**Activity:** Pick up the news report on Redwater and Lamont leaving the Capital Region Board after its last sentence and write what comes next.

**Passage for review:**
[Start of Attachment]

The Capital Region Board has voted to let two of its founding members leave the group.
But it’s the province that will have final say on whether they go, notes St. Albert’s mayor.
CRB members voted 23-1 Thursday in favour of two requests from Redwater and Lamont to leave the board. Board chair and St. Albert Mayor Nolan Crouse opposed both requests.
The towns of Redwater and Lamont have been members of the board since its establishment in 2008. If the province agrees to their request, they will be the first communities to leave the government-mandated group in its history (apart from New Sarepta, which dropped out when it merged with Leduc County).
Redwater previously asked to leave the group in 2013, but didn’t win enough votes to have its motion pass. It did, however, trigger years of soul-searching in the group that, last fall, led it to create a process by which communities could join or leave.
The board agreed to hold a membership review every four years to let any community of populations of fewer than 5,000 join or leave the board, Crouse said in an interview. The threshold was set there since none of the larger communities were interested in leaving.
Redwater and Lamont were the only two members who asked to leave as part of last January’s review.
Redwater Mayor Mel Smith said in an interview that his community has wanted out since pretty much Day 1. The town’s rural mindset frequently puts it at odds with the rest of the board, causing clashes and disunity. They’re also 70 kilometres out from Edmonton, and have no interest in becoming a major centre.
His council voted unanimously to leave the board last September.
“We didn’t say that there was no value in the Capital Region Board,” he told the board, adding in an interview that he thought it vital for long-term planning.
“We just don’t see it in Redwater.”
Lamont Mayor Bill Skinner (who was not at the meeting for medical reasons) said his council voted 6-1 to leave last October. (He opposed the motion.)
“We’re a very small community on the very outer edge of the capital region area,” he said, and council didn’t feel there were enough benefits to staying in the group. He personally believed the group had the potential to do many things its members couldn’t do on their own, such as addressing needs for specialised transit and housing.

[End of Attachment]

**Extracted records:**
[Start of Attachment]

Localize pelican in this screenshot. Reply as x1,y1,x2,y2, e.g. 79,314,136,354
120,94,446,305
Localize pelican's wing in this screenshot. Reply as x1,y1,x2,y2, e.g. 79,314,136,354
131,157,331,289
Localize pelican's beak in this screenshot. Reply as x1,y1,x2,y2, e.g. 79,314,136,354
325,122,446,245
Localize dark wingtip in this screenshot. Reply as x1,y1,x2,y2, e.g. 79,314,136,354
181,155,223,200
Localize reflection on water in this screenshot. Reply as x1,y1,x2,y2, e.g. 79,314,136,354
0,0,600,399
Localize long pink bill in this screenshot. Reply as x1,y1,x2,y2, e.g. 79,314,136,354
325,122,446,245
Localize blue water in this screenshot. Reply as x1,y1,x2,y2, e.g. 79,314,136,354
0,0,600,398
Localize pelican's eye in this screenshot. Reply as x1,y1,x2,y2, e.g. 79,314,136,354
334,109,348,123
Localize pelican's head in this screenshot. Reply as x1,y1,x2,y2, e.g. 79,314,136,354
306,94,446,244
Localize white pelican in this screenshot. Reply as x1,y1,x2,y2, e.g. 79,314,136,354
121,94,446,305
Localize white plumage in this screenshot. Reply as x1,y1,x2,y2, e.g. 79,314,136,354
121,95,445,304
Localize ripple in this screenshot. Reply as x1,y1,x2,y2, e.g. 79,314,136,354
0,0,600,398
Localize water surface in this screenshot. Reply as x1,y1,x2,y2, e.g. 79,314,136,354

[End of Attachment]
[Start of Attachment]

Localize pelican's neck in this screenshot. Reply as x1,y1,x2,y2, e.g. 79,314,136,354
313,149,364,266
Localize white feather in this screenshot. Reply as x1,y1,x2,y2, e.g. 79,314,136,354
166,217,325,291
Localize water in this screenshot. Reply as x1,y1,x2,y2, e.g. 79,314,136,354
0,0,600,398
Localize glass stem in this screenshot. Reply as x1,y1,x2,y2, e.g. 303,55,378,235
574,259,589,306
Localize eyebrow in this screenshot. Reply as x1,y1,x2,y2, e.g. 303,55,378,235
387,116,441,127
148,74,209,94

[End of Attachment]

**Result of the task:**
Stay with the pack, argues Crouse
Crouse opposed both departures. The board’s lobbying efforts had helped get the Anthony Henday built, and would help rural communities out on issues such as regional broadband and senior’s housing.
“We can hunt as a pack where others cannot,” he told the board.
Other members, while supportive of Redwater and Lamont’s moves, expressed disappointment in their departure.
Edmonton Mayor Don Iveson (who, due to the board’s voting structure, holds a veto over its decisions) said he had mixed feelings over Lamont’s decision, given that this was the group’s eight-year anniversary.
“But for coming together to be most effective, people have to want to be here,” he said – if someone wants to leave, it’s prudent to have a process to let them.
Iveson said he was “pleasantly surprised” that just two communities wanted out, as this implied that the rest wanted to work together.
Strathcona County Mayor Roxanne Carr questioned how this move would affect Lamont, given that Lamont County was still on the board.
As the CRB’s membership is set out in provincial law, the province must agree to change that law before Redwater and Lamont can leave the group.
“The province has told us they wouldn’t be making any fast decisions,” Crouse said – he’s not expecting one before 2017 – and it could always reject the board’s recommendation.
Lamont and Redwater will remain members until the province makes its decision.